Task instructions: From the listing below, pull out every line that contains the string "gray" and copy those lines, treating uppercase and lowercase as different.
◇ ◇ ◇ ◇
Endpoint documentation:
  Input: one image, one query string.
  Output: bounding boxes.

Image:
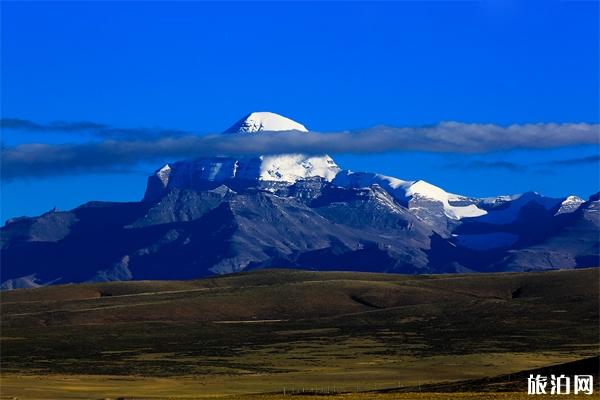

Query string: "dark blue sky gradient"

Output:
[1,1,600,220]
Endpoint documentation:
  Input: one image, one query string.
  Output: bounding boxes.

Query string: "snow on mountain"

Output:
[144,112,340,200]
[479,192,563,225]
[554,196,585,215]
[332,170,487,220]
[224,112,308,133]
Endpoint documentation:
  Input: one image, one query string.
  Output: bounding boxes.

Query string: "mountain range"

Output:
[0,112,600,289]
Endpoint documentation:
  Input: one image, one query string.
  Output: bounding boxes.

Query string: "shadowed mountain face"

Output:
[0,113,600,289]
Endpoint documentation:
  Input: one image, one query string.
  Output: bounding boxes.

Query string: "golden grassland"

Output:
[0,269,600,400]
[0,375,597,400]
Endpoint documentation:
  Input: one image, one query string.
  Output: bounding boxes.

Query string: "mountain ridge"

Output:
[0,113,600,289]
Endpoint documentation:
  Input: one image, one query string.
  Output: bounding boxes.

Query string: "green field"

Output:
[0,269,600,399]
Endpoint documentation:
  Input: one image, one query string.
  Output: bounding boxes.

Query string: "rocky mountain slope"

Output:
[1,113,600,289]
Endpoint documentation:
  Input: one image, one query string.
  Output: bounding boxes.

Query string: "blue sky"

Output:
[1,1,600,220]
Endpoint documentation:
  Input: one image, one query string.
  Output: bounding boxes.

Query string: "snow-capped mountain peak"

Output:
[554,196,585,215]
[224,111,308,133]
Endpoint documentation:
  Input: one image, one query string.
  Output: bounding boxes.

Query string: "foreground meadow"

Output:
[0,269,600,399]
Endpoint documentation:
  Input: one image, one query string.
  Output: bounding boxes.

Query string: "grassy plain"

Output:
[0,269,600,399]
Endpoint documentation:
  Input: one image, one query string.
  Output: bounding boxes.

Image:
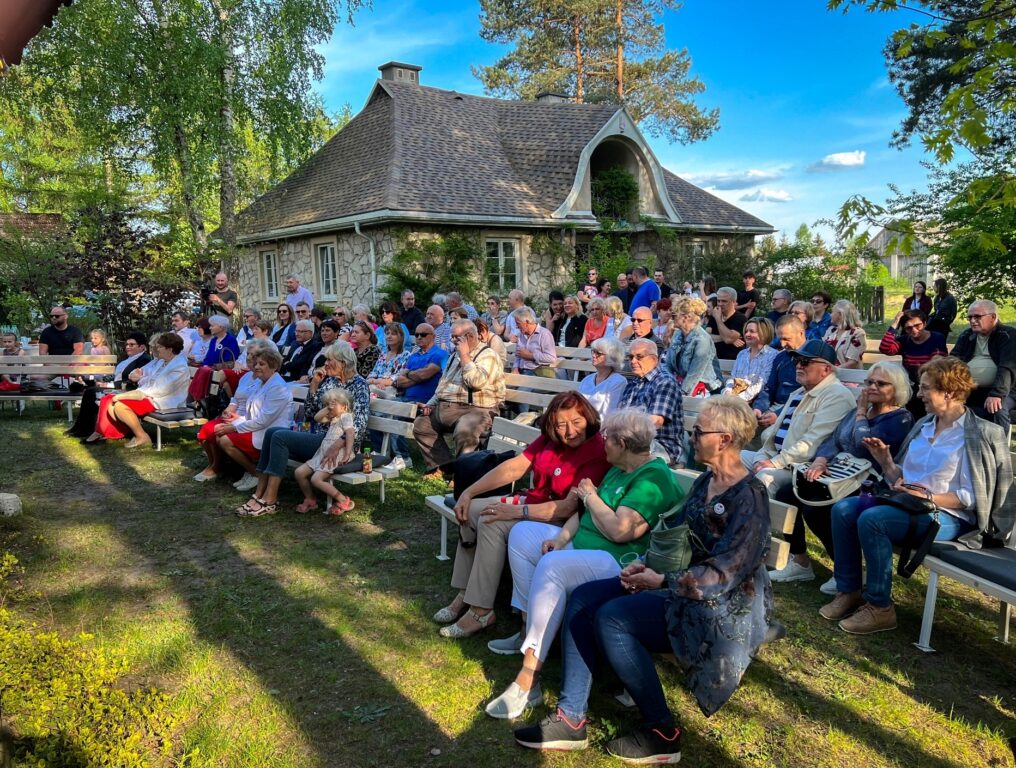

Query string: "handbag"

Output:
[875,493,942,579]
[790,453,873,507]
[645,499,692,573]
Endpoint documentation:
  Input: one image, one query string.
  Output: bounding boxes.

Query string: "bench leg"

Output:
[914,571,939,653]
[438,515,448,560]
[995,602,1012,645]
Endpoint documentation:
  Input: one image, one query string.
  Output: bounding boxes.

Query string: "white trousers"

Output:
[508,521,621,661]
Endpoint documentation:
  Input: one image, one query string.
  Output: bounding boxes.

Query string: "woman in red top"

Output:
[434,392,611,638]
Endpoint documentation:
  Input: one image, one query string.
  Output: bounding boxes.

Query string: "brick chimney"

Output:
[378,61,423,85]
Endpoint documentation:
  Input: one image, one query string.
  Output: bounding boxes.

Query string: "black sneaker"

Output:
[607,727,681,765]
[515,709,589,752]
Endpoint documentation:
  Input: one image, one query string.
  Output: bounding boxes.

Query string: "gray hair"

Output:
[324,339,357,373]
[868,360,913,407]
[511,307,536,323]
[256,344,282,371]
[589,337,625,371]
[699,395,758,450]
[602,408,656,453]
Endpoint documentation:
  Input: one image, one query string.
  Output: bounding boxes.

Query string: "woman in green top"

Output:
[487,408,682,719]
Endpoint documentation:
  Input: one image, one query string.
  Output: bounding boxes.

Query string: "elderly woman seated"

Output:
[84,333,190,448]
[578,338,628,419]
[236,341,371,517]
[663,296,723,397]
[515,396,772,764]
[487,408,682,719]
[434,392,610,637]
[819,358,1016,635]
[194,336,293,491]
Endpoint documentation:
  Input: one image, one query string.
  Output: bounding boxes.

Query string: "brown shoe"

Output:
[819,592,864,622]
[839,602,896,635]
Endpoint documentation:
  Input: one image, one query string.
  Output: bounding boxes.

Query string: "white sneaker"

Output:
[769,558,815,582]
[233,472,257,491]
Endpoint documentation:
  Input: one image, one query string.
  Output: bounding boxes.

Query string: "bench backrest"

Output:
[674,469,798,569]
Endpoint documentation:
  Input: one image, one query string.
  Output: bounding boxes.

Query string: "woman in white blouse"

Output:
[819,358,1016,635]
[578,338,628,421]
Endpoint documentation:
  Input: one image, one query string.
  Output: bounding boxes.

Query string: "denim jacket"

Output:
[663,326,723,395]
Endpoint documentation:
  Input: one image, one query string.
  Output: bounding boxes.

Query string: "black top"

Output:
[706,312,748,360]
[39,325,84,355]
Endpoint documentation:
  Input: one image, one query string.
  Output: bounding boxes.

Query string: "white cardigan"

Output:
[137,353,190,410]
[233,373,293,450]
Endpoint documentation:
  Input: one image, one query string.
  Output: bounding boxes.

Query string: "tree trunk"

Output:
[173,124,208,255]
[572,16,585,104]
[615,0,625,104]
[216,3,237,268]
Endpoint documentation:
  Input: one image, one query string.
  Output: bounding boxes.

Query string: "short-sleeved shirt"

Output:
[572,458,684,563]
[402,346,448,402]
[39,325,84,355]
[706,312,748,360]
[522,432,611,504]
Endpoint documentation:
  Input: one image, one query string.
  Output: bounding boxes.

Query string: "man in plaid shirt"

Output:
[621,339,685,466]
[412,320,505,477]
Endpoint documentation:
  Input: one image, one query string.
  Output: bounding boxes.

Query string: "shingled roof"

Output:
[238,80,771,241]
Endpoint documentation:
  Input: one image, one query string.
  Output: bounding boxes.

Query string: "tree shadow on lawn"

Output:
[20,428,516,766]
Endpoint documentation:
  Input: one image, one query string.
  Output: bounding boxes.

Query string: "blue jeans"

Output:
[832,497,973,607]
[558,578,628,722]
[368,397,416,464]
[257,427,324,477]
[593,582,675,728]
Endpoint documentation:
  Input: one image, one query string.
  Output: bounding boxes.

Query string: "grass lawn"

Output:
[0,405,1016,768]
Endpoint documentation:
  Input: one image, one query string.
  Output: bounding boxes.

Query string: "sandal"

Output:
[325,496,357,517]
[297,499,317,515]
[438,609,497,640]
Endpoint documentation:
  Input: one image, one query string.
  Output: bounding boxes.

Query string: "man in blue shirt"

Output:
[629,267,659,314]
[754,315,807,428]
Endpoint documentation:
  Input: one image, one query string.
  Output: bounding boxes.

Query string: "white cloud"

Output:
[738,187,793,202]
[808,149,867,173]
[686,169,780,189]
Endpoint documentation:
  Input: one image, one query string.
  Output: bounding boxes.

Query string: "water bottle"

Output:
[858,481,875,512]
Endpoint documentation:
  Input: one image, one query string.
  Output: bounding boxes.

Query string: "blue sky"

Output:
[317,0,926,235]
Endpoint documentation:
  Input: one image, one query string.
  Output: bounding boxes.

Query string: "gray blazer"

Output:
[895,408,1016,550]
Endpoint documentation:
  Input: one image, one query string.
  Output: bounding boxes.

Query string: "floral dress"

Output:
[304,375,371,453]
[666,471,772,716]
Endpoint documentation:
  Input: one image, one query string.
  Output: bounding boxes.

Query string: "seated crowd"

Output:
[29,267,1016,763]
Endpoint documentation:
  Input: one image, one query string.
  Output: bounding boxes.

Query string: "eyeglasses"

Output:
[692,425,731,440]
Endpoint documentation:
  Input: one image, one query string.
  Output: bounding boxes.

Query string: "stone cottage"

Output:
[232,62,773,308]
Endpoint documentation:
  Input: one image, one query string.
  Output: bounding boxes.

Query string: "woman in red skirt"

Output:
[84,333,190,448]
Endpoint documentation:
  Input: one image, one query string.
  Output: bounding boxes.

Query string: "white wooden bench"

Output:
[142,367,226,451]
[0,355,117,422]
[424,417,539,560]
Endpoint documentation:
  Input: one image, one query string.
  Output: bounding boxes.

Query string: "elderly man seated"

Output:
[412,320,505,479]
[741,338,855,581]
[621,338,685,466]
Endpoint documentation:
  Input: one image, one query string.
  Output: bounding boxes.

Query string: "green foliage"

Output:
[0,609,177,768]
[590,166,638,222]
[378,235,486,309]
[473,0,719,143]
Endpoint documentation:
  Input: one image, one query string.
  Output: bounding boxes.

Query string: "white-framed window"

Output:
[485,240,519,296]
[258,248,279,301]
[314,242,338,302]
◇ ◇ ◇ ◇
Result of the task:
Query string: "gray hair"
Query string: "gray blazer"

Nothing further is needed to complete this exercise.